▸ **DATASET ENTRIES**

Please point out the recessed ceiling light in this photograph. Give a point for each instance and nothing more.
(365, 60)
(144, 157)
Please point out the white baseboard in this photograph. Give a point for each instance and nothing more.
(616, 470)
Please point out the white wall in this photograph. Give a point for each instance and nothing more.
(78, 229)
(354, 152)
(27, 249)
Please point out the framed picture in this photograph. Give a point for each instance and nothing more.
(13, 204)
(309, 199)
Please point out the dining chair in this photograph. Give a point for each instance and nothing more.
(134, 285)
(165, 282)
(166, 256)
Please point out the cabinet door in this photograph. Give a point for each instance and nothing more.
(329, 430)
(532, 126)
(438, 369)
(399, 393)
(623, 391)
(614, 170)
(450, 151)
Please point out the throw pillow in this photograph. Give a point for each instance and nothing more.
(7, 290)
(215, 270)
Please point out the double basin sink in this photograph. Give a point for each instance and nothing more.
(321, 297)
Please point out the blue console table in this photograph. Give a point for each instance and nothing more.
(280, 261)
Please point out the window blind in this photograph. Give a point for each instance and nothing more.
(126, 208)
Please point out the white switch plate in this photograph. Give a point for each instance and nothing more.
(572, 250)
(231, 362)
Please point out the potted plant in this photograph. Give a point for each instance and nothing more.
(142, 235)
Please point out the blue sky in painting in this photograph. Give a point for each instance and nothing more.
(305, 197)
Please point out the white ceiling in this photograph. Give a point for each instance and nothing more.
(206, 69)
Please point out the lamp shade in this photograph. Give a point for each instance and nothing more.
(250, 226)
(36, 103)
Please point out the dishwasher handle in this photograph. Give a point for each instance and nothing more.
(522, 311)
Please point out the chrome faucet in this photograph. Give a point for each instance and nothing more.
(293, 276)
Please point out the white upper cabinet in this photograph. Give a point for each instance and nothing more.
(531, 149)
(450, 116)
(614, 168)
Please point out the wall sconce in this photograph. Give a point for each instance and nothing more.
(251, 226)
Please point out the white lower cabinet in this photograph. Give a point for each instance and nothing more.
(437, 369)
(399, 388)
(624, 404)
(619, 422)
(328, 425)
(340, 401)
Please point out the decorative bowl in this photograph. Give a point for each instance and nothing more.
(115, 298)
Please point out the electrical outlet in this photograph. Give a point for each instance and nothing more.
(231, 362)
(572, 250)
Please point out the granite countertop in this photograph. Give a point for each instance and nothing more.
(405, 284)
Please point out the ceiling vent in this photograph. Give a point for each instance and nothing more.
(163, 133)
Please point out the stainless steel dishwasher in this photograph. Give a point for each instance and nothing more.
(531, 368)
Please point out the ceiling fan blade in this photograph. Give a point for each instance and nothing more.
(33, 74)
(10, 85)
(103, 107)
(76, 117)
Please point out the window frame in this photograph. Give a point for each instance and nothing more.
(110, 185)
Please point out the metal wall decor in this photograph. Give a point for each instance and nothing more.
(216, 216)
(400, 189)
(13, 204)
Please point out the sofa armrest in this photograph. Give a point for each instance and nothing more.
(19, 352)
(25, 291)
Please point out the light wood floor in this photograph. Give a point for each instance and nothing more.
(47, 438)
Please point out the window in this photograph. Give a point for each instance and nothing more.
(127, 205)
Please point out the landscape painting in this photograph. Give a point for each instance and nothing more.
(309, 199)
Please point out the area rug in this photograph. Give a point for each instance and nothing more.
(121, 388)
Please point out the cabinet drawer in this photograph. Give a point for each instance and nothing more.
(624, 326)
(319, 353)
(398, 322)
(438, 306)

▸ **TASK TO CARRY OUT**
Every line from the one holding "Please point out the white upper" through the final line of the listing must be echoed exactly; leave out all other lines.

▸ **SOLUTION FOR THIS EXERCISE**
Please point out the white upper cabinet in this photograph. Give a point for each instance and nothing more.
(531, 149)
(450, 116)
(614, 168)
Please point out the wall sconce in this photograph. Give a point for each instance and nothing more.
(251, 226)
Please point out the white lower cabinet in this photograph. Give a point for each instance and nothing more.
(437, 369)
(399, 388)
(624, 404)
(619, 422)
(328, 425)
(340, 401)
Please point out the decorative bowl in this photograph. Give a point for each instance and nothing more.
(115, 298)
Please point out the electrical outlet in this photograph. Give a point for each instance and nothing more.
(231, 362)
(572, 250)
Please point out the granite countertop in this photograph. Give a point for each instance and nothing more.
(405, 284)
Please point out the ceiling vent in this photograph. Give a point for each instance and nothing more.
(163, 133)
Please point out the stainless steel dishwasher in this photograph. Give a point for each instance and nothing more.
(531, 368)
Please point out the ceiling fan blade in this photograph. Give a point for each instance and nothing more.
(33, 74)
(10, 85)
(103, 107)
(76, 117)
Please point out the window frame in this photograph. Give a point for each instance and nothing more.
(110, 185)
Please point out the metal wall decor in this photograph. Give a point for each instance and nothing more.
(216, 216)
(400, 189)
(13, 204)
Please point out the sofa armrest in this photograph. Give a point for each instance and nothing more.
(19, 352)
(25, 291)
Please point out the light wood floor in this photograph. Give a point for each instance and nothing more.
(47, 438)
Please point out the window in this photograph. Give a point for each instance and nothing more.
(127, 205)
Please point out the landscape painting in this photograph. Give a point for each instance and nothing more.
(309, 199)
Please point out the area rug in this photograph. Give a point for each instance and nothing more.
(121, 388)
Please point out the cabinet drawer in this photograph. Give a point for each instance and nothing more.
(624, 326)
(319, 353)
(398, 322)
(438, 306)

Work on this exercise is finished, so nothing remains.